Provided text >>
____

| Some voices and
perspectives from Intellectual News, no. 1 (Autumn 1996)
Donald R. Kelley:
" . . . intellectual history is an irretrievably interdisciplinary
area of inquiry, and . . . its primary topics of inquiry--philosophy,
literature, language, art, science, and other disciplines--each
has its own tradition of historical inquiry. The result is that
intellectual history has had to invent, or to appropriate, concepts
to define its area of competence and cognizance: the history of
philosophy (in an extended sense), the history of culture (in a
restricted sense), or more problematic formulations, such as the
history of ideas, the history of thought, the human spirit, ideologies,
and more modern fashions serving the same function (such as mentalités
and, most recently, cultural memory)."
Anthony Pagden:
"There is a history of the rise and decline of Intellectual
History, as a discipline in this century. It goes something like
this: The subject has murky, nineteenth-century origins in a widened
understanding of a text-dependent Kulturgeschichte. It flourished,
however, in the pre- and immediately post-war years under a new
guise [in North America], as the History of Ideas . . . . This [type
of] history was neither the history of the intellectual Geist of
a given time and place (as, say, Dilthey's early work had been),
nor was it the more obviously philosophical history (most properly
a Geistesgeschichte) which had been around since at least
the eighteenth century and whose purpose was largely philosophical.
. . . The History of Ideas died and was replaced by histories of
'mentalities', as a subsidiary of a broader social history, which
was believed to be, in some sense, about the 'real', the lived lives
of ordinary people.
'Mentality', in this context, looked suspiciously like the earlier
concept of an 'ideology', but was believed to have penetrated deeper
into the habits and customs of peoples, ordinary and not so ordinary.
. . . What was left of the old Lovejoy project collapsed into an
increasingly narrow concern with philology and the hunt for 'influences'
of one writer upon another, later one. It was replaced, too, and
with a far greater degree of success, by a number of ancillary histories:
the history of the book, the social history of ideas, the history
of intellectual groups, and so on. . . . At much the same time,
Intellectual History was re-invented out of post-Hegelian hermeneutic
theories as a late-nineteenth and twentieth-century concern with
ideologies. In the U.S. today, Intellectual History is a term that
describes a generally Marxist, sometimes Freudian, increasingly
post-structuralist understanding of the ordering of the political
consciousness of the past hundred years or so.
. . . The human sciences will always be at the mercy of whatever
the Geist most urgently wants to know about. . . . And the Geist
of 2000 has other concerns than those which agitated the professors
of the pre-war years. Quite what this new history will look like
I cannot say. But I suspect it will be far less obviously historicist
than its predecessors, far less timid about its focus on ideas,
and perhaps, too, less concerned with linguistics than it has been
recently. . . ."

____

Stated task 1 >>
Pull out every line of the listing that contains the word "teal".

[Pointing listing]

____

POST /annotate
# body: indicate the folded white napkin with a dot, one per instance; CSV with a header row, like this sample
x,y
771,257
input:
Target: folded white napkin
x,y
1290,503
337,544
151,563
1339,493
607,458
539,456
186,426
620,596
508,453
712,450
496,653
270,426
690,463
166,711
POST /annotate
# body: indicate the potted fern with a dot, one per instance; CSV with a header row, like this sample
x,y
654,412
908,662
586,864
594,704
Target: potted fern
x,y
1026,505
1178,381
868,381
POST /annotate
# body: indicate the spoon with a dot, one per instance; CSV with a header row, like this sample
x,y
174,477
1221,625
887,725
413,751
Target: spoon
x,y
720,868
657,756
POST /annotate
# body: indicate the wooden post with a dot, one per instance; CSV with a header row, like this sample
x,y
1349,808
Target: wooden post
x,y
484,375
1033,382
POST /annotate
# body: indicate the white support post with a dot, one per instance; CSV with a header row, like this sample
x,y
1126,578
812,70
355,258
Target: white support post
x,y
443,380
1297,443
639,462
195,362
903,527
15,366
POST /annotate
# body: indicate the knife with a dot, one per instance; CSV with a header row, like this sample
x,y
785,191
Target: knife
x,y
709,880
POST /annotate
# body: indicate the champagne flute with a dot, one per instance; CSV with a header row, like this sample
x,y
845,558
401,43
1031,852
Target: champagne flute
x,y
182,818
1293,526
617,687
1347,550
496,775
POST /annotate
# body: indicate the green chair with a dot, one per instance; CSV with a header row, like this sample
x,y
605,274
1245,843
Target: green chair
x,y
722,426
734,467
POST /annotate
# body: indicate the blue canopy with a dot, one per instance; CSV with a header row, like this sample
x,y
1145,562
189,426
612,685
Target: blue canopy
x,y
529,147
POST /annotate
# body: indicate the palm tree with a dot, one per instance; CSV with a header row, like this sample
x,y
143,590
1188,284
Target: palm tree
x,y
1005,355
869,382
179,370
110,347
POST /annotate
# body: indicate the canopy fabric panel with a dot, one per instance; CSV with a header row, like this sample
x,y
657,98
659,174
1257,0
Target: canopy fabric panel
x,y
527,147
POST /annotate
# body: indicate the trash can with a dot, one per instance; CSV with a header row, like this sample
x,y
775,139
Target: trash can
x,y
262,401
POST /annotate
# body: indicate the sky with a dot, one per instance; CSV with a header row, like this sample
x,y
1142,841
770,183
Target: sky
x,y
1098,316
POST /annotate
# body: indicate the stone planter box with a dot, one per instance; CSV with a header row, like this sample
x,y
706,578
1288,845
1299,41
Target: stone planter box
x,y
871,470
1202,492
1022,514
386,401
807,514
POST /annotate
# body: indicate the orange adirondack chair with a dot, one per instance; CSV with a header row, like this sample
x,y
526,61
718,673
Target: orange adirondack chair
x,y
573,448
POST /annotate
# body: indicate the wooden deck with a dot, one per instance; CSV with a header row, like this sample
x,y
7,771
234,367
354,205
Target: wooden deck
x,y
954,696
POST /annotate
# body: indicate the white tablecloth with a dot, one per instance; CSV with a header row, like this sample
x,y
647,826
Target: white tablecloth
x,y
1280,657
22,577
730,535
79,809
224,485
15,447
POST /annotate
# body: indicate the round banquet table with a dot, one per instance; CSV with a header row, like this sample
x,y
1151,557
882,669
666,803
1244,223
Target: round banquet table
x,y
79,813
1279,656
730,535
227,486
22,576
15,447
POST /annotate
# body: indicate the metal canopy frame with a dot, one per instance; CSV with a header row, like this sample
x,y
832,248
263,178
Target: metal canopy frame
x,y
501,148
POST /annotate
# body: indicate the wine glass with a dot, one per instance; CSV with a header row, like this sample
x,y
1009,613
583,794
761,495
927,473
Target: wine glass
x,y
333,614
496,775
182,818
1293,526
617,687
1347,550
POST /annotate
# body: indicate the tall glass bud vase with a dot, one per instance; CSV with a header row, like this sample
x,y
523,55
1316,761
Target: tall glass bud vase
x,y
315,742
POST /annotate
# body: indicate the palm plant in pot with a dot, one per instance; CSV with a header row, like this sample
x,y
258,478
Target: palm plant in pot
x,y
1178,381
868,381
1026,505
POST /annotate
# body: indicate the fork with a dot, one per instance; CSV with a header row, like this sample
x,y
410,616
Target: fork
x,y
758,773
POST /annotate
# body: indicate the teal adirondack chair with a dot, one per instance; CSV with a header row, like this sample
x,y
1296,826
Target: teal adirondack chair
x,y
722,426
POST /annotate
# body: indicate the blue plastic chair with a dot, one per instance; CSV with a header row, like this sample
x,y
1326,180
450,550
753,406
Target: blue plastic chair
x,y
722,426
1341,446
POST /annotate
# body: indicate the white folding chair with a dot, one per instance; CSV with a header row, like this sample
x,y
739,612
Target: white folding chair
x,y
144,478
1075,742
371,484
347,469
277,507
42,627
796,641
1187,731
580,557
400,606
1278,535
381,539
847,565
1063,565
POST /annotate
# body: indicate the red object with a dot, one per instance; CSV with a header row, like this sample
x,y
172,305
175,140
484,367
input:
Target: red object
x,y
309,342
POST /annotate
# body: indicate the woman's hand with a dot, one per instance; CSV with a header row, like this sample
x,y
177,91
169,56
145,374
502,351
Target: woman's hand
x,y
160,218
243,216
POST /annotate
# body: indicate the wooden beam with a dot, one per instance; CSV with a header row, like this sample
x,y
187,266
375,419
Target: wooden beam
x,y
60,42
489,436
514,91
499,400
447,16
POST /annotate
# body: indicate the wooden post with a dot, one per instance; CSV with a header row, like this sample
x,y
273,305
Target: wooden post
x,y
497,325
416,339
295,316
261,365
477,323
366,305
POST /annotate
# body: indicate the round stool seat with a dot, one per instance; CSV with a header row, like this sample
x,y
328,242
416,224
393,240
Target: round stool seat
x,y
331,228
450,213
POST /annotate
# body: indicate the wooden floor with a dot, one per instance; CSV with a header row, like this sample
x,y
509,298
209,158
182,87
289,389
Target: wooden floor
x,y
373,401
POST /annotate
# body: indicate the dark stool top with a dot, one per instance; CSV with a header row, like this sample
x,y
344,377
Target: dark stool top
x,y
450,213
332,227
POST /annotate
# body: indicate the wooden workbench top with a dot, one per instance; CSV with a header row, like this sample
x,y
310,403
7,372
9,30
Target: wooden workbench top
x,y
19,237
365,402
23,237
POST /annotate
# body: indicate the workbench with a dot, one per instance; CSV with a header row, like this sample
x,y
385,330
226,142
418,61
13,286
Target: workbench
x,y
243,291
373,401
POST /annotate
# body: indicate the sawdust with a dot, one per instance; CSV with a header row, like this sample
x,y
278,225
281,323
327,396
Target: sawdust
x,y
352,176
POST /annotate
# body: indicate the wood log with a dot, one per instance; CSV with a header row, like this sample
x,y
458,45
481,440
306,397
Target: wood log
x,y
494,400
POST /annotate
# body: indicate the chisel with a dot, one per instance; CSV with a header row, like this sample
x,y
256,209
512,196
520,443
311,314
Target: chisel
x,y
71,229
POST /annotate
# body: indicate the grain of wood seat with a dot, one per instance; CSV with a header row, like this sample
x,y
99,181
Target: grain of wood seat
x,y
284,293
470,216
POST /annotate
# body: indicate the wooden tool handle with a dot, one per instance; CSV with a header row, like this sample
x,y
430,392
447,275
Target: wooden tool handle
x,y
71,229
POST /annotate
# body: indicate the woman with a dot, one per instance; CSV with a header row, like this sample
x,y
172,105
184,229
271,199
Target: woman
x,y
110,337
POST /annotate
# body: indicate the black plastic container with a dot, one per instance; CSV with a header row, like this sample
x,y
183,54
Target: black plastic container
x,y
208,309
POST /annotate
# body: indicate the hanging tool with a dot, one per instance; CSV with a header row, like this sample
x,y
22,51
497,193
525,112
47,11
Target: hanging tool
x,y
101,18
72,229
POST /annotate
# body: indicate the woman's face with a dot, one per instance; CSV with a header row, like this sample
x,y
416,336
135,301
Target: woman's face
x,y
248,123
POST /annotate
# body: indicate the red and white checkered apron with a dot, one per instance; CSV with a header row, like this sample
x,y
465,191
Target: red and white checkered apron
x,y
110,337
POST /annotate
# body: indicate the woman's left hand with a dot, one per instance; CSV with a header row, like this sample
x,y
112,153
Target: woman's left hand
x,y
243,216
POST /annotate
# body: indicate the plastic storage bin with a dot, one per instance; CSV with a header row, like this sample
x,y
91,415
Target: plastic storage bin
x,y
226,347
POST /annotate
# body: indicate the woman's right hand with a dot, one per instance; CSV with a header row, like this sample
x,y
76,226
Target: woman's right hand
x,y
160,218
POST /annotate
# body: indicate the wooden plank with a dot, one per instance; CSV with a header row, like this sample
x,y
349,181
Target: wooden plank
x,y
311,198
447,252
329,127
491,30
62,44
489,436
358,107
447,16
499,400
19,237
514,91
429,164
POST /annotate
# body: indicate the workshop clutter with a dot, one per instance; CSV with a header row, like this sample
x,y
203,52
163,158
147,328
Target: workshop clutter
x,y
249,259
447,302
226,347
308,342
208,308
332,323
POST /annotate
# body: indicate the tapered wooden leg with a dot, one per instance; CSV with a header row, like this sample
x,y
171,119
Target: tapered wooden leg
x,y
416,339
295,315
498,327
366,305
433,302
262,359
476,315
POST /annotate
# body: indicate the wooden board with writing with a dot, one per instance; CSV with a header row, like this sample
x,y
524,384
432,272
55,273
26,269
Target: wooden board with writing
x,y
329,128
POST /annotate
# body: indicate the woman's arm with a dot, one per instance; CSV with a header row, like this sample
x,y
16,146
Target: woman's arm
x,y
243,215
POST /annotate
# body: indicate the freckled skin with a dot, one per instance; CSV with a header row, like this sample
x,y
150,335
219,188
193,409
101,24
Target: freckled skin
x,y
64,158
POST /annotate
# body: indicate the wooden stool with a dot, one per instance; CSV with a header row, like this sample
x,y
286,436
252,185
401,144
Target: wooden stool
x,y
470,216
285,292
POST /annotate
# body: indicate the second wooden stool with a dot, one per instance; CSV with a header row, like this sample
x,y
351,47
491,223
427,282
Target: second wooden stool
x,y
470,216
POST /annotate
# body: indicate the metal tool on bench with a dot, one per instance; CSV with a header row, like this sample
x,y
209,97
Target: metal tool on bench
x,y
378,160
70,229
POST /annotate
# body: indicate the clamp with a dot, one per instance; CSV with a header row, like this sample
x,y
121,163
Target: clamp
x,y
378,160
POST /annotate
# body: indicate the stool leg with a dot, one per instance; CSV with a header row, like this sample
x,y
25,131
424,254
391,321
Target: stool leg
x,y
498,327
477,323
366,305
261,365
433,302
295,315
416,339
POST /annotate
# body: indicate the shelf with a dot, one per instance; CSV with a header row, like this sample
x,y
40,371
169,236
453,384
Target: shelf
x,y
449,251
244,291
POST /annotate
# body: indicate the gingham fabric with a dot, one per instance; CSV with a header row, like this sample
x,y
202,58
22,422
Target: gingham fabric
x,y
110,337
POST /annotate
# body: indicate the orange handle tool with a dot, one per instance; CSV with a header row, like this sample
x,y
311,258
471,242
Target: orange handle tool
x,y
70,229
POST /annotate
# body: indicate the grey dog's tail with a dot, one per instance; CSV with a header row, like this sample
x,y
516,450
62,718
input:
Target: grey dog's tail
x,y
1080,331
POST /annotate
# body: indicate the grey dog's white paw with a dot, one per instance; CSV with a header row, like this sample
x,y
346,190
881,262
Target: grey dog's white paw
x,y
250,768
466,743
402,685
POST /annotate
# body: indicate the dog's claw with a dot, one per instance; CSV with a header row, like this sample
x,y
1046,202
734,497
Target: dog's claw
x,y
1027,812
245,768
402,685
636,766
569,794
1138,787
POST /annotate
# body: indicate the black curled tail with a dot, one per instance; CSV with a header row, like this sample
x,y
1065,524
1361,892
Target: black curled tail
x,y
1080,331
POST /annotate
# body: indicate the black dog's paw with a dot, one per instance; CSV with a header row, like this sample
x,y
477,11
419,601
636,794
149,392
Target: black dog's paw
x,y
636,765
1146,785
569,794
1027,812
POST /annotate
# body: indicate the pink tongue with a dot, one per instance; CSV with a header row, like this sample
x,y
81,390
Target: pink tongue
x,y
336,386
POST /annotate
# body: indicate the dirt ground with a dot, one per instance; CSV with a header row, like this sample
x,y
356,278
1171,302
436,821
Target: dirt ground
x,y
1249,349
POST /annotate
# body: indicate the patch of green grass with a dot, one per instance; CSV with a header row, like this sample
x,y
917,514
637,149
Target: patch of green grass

____

Stated task 2 >>
In the passage on intellectual history, what replaced the History of Ideas after it died?

Correct output 1 >>
# body: indicate the teal adirondack chair with a dot, one per instance; CSV with a header row, like this sample
Target: teal adirondack chair

Correct output 2 >>
Histories of "mentalities," as a subsidiary of a broader social history.